— START OF EXERCISE INPUTS —

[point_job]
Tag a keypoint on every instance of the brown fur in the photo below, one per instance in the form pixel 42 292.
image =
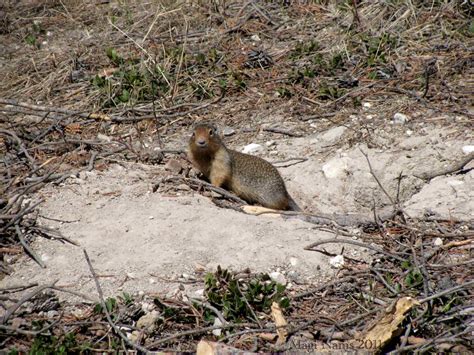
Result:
pixel 251 178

— END OF EXERCISE INPUTS —

§ **WORK INSTRUCTIONS**: Copy the lines above word for word, leaving out the picture.

§ **WORKED ANSWER**:
[point_job]
Tag a keypoint on every instance of the brown fur in the photo below, one per instance in the form pixel 42 292.
image =
Result:
pixel 251 178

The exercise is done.